* _Required action_
Without including any images, repeat the listing below exactly.

*** Data provided ***

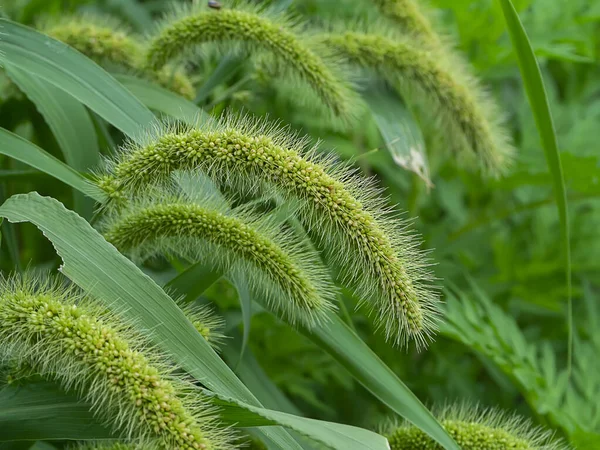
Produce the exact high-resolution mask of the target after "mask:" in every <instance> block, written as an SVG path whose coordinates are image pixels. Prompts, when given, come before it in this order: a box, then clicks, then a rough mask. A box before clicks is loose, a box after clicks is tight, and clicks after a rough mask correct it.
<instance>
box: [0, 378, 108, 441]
mask: <svg viewBox="0 0 600 450" xmlns="http://www.w3.org/2000/svg"><path fill="white" fill-rule="evenodd" d="M111 437H113V435H112V434H111V433H110V430H109V429H108V428H106V427H105V426H104V425H102V424H101V423H100V422H98V420H97V419H95V418H94V416H93V415H92V413H91V412H90V406H89V405H88V404H86V403H83V402H81V401H80V400H79V399H78V398H77V397H75V396H73V395H70V394H67V393H65V392H64V391H62V390H61V389H60V388H59V387H58V386H57V385H55V384H53V383H29V384H25V385H23V386H12V385H8V386H6V387H4V388H3V389H2V390H0V441H11V440H28V441H35V440H38V439H40V440H43V439H106V438H111Z"/></svg>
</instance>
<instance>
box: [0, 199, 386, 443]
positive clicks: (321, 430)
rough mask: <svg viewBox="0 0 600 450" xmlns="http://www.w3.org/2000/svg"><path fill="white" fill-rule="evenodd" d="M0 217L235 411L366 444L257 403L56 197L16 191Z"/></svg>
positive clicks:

*** End of Data provided ***

* _Answer to the problem_
Produce the exact high-resolution mask of the target after "mask:" in every <instance> block, written as an SVG path whose coordinates are image pixels. Prompts, when given, come before it in this order: a box, then clicks, then a rough mask. A box before clicks is loose, a box after clicks is tight, and clicks after a rough mask correct it.
<instance>
box: [0, 378, 108, 441]
mask: <svg viewBox="0 0 600 450" xmlns="http://www.w3.org/2000/svg"><path fill="white" fill-rule="evenodd" d="M111 437H113V435H112V434H111V433H110V430H109V429H108V428H106V427H105V426H104V425H102V424H101V423H100V422H98V420H97V419H95V418H94V416H93V415H92V413H91V412H90V406H89V405H88V404H86V403H83V402H81V401H80V400H79V399H78V398H77V397H75V396H73V395H70V394H67V393H65V392H64V391H62V390H61V389H60V388H59V387H58V386H57V385H55V384H53V383H29V384H25V385H23V386H12V385H8V386H6V387H4V388H3V389H2V390H0V441H11V440H28V441H35V440H38V439H40V440H43V439H106V438H111Z"/></svg>
</instance>
<instance>
box: [0, 199, 386, 443]
positive clicks: (321, 430)
rough mask: <svg viewBox="0 0 600 450" xmlns="http://www.w3.org/2000/svg"><path fill="white" fill-rule="evenodd" d="M0 217L235 411L366 444L257 403L56 197L16 191Z"/></svg>
positive clicks:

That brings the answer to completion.